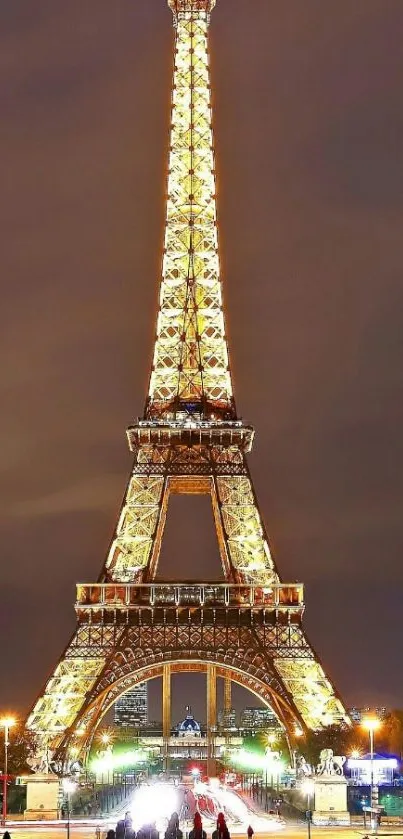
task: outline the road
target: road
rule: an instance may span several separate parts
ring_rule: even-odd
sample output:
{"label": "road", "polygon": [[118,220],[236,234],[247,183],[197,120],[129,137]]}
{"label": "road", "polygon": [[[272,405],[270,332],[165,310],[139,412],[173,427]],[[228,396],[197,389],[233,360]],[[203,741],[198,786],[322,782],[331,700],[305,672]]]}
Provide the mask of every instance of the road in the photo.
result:
{"label": "road", "polygon": [[[108,825],[109,827],[109,825]],[[66,839],[67,829],[63,827],[46,827],[45,825],[25,827],[21,825],[7,825],[7,829],[11,835],[11,839],[29,839],[31,836],[38,837],[38,839]],[[106,831],[102,829],[101,839],[105,839]],[[209,832],[207,832],[209,837]],[[242,833],[234,833],[235,836],[243,836]],[[284,830],[276,831],[275,833],[255,833],[254,839],[273,839],[274,836],[284,837],[284,839],[304,839],[307,837],[306,825],[287,824]],[[345,827],[315,827],[311,828],[312,839],[363,839],[367,833],[361,826],[354,826],[353,828]],[[381,829],[378,834],[379,837],[400,836],[403,837],[402,827],[385,827]],[[184,836],[186,833],[184,831]],[[70,824],[70,839],[95,839],[95,827],[76,825],[74,822]],[[163,837],[161,837],[163,839]],[[246,839],[246,836],[245,836]]]}

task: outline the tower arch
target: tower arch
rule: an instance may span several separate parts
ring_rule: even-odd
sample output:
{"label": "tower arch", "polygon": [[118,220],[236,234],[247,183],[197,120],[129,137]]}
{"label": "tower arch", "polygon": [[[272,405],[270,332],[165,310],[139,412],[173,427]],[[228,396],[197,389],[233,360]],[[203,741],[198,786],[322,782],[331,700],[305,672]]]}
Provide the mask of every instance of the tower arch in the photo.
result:
{"label": "tower arch", "polygon": [[[216,661],[216,675],[222,679],[230,679],[231,682],[245,688],[261,700],[267,708],[273,710],[285,729],[288,741],[292,742],[296,729],[301,725],[301,719],[295,710],[263,681],[261,678],[263,674],[251,675],[239,667],[239,662],[230,664],[230,656],[227,656],[225,662],[220,661],[220,658],[221,656],[218,656]],[[162,678],[164,663],[169,663],[171,674],[174,675],[176,673],[206,674],[212,662],[201,658],[182,660],[167,658],[166,662],[156,661],[142,669],[135,667],[125,675],[120,676],[109,687],[104,688],[98,696],[94,696],[89,701],[77,718],[75,726],[71,728],[60,743],[59,756],[65,759],[67,763],[78,758],[86,762],[96,732],[116,700],[142,682]]]}

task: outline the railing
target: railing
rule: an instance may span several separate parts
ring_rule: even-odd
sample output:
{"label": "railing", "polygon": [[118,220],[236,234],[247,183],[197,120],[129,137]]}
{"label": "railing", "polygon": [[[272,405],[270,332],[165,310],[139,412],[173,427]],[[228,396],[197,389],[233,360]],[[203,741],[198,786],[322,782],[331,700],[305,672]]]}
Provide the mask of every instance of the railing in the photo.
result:
{"label": "railing", "polygon": [[80,583],[76,607],[301,609],[303,597],[302,583],[267,587],[232,583]]}

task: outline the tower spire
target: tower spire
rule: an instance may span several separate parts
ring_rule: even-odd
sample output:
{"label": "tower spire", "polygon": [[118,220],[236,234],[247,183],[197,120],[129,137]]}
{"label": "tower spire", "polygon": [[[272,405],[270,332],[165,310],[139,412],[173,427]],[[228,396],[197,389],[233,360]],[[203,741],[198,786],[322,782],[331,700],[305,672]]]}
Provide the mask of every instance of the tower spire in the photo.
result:
{"label": "tower spire", "polygon": [[218,253],[208,25],[215,0],[168,0],[175,63],[157,332],[146,419],[236,417]]}

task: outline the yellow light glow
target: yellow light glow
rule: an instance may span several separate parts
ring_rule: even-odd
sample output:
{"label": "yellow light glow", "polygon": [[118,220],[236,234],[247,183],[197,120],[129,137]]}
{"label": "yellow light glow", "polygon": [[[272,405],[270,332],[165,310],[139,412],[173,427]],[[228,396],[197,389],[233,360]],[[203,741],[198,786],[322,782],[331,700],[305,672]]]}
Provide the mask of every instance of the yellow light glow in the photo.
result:
{"label": "yellow light glow", "polygon": [[[183,0],[185,2],[185,0]],[[206,0],[207,3],[207,0]],[[157,340],[148,414],[207,401],[230,412],[218,256],[214,142],[206,9],[176,15],[168,199]],[[179,8],[184,8],[179,5]],[[186,8],[190,8],[186,0]],[[177,12],[175,0],[173,10]]]}
{"label": "yellow light glow", "polygon": [[378,728],[380,728],[381,723],[380,720],[378,720],[376,717],[367,717],[366,719],[362,720],[361,725],[367,731],[376,731]]}
{"label": "yellow light glow", "polygon": [[302,737],[303,734],[304,732],[302,731],[302,728],[299,728],[298,726],[294,728],[294,737]]}
{"label": "yellow light glow", "polygon": [[0,725],[3,728],[12,728],[15,725],[17,720],[14,717],[3,717],[0,719]]}
{"label": "yellow light glow", "polygon": [[305,793],[305,795],[313,795],[313,793],[315,792],[315,784],[313,781],[304,781],[301,789],[302,792]]}
{"label": "yellow light glow", "polygon": [[357,758],[361,757],[360,750],[359,749],[353,749],[352,752],[351,752],[351,757],[354,758],[355,760]]}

.....

Repeat every record above exactly. The pictures do not belong in the copy.

Reply ::
task: outline the road
target: road
rule: an instance may span several separate parts
ring_rule: even-odd
sample output:
{"label": "road", "polygon": [[118,220],[236,234],[247,183],[197,120],[129,137]]}
{"label": "road", "polygon": [[[272,405],[270,332],[165,310],[139,412],[173,427]],[[228,396],[197,389],[233,360]],[[203,741],[198,786],[322,782],[331,700],[305,672]]]}
Provide the mask of every instance of the road in the photo.
result:
{"label": "road", "polygon": [[[108,825],[109,827],[109,825]],[[66,839],[67,829],[63,827],[46,827],[45,825],[25,827],[21,825],[7,825],[7,829],[11,835],[11,839],[29,839],[31,836],[38,837],[38,839]],[[106,831],[102,829],[101,839],[105,839]],[[209,832],[207,832],[209,837]],[[242,833],[234,833],[235,836],[243,836]],[[284,830],[276,831],[275,833],[255,833],[254,839],[273,839],[274,836],[284,837],[284,839],[304,839],[307,837],[306,825],[287,824]],[[345,827],[315,827],[311,828],[312,839],[363,839],[367,833],[361,826],[354,826],[353,828]],[[381,829],[378,834],[379,837],[400,836],[403,837],[402,827],[385,827]],[[184,836],[186,833],[184,831]],[[70,824],[70,839],[95,839],[95,827],[76,825],[74,822]],[[163,837],[161,837],[163,839]],[[246,839],[246,836],[245,836]]]}

task: outline the tower arch
target: tower arch
rule: an instance may span several separate parts
ring_rule: even-odd
sample output:
{"label": "tower arch", "polygon": [[118,220],[236,234],[247,183],[197,120],[129,137]]}
{"label": "tower arch", "polygon": [[[272,405],[270,332],[165,310],[139,412],[173,427]],[[228,396],[197,389],[233,360]],[[203,741],[198,786],[322,782],[331,700],[305,672]]]}
Provide the mask of every instance of the tower arch in the photo.
result:
{"label": "tower arch", "polygon": [[[216,661],[216,675],[222,679],[230,679],[231,682],[245,688],[261,700],[267,708],[273,710],[285,729],[288,741],[292,742],[296,729],[301,725],[301,719],[295,710],[263,681],[261,678],[263,674],[251,675],[239,667],[239,662],[230,664],[230,656],[227,656],[225,662],[220,661],[220,658],[221,656],[218,656]],[[162,678],[164,663],[169,663],[171,674],[174,675],[176,673],[206,674],[212,662],[201,658],[182,660],[167,658],[166,662],[156,661],[142,669],[135,667],[125,675],[120,676],[109,687],[104,688],[98,696],[94,696],[89,701],[77,718],[75,726],[71,728],[60,743],[59,756],[65,759],[67,763],[78,758],[86,762],[96,732],[116,700],[142,682]]]}

task: outline the railing
target: railing
rule: an instance may span several separate parts
ring_rule: even-odd
sample output:
{"label": "railing", "polygon": [[118,220],[236,234],[247,183],[197,120],[129,137]]}
{"label": "railing", "polygon": [[[272,405],[270,332],[165,310],[139,412],[173,427]],[[228,396],[197,389],[233,360]],[[203,741],[198,786],[322,782],[331,700],[305,672]]]}
Provide the mask of every instance of the railing in the photo.
result:
{"label": "railing", "polygon": [[80,583],[76,607],[301,609],[303,597],[302,583],[267,587],[232,583]]}

task: outline the tower spire
target: tower spire
rule: an instance may span several separate parts
ring_rule: even-odd
sample output:
{"label": "tower spire", "polygon": [[118,220],[236,234],[247,183],[197,120],[129,137]]}
{"label": "tower spire", "polygon": [[[272,405],[270,332],[165,310],[139,412],[173,427]],[[228,396],[197,389],[233,360]],[[203,741],[198,786],[322,782],[331,700],[305,672]]]}
Provide the mask of every instance of the tower spire in the photo.
result:
{"label": "tower spire", "polygon": [[218,253],[208,25],[215,0],[168,0],[175,63],[157,332],[146,419],[236,417]]}

task: outline the yellow light glow
target: yellow light glow
rule: an instance may span several separate parts
ring_rule: even-odd
sample output:
{"label": "yellow light glow", "polygon": [[118,220],[236,234],[247,183],[197,120],[129,137]]}
{"label": "yellow light glow", "polygon": [[[272,405],[270,332],[165,310],[139,412],[173,427]],[[228,396],[197,389],[233,360]],[[203,741],[198,786],[322,782],[331,700],[305,672]]]}
Provide the mask of every instance of the yellow light glow in the photo.
result:
{"label": "yellow light glow", "polygon": [[[183,0],[185,2],[185,0]],[[206,0],[207,3],[207,0]],[[157,340],[148,414],[207,401],[230,412],[218,256],[214,142],[206,9],[176,15],[168,199]],[[179,8],[184,8],[179,5]],[[186,8],[190,8],[186,0]],[[177,12],[175,0],[173,10]]]}
{"label": "yellow light glow", "polygon": [[378,728],[380,728],[381,723],[380,720],[378,720],[376,717],[367,717],[366,719],[362,720],[361,725],[367,731],[376,731]]}
{"label": "yellow light glow", "polygon": [[302,737],[303,734],[304,732],[302,731],[302,728],[299,728],[298,726],[294,728],[294,737]]}
{"label": "yellow light glow", "polygon": [[0,725],[3,728],[12,728],[15,725],[17,720],[14,717],[3,717],[0,719]]}
{"label": "yellow light glow", "polygon": [[305,793],[305,795],[313,795],[313,793],[315,792],[315,784],[313,781],[304,781],[301,789],[302,792]]}
{"label": "yellow light glow", "polygon": [[357,758],[361,757],[360,750],[359,749],[353,749],[352,752],[351,752],[351,757],[354,758],[355,760]]}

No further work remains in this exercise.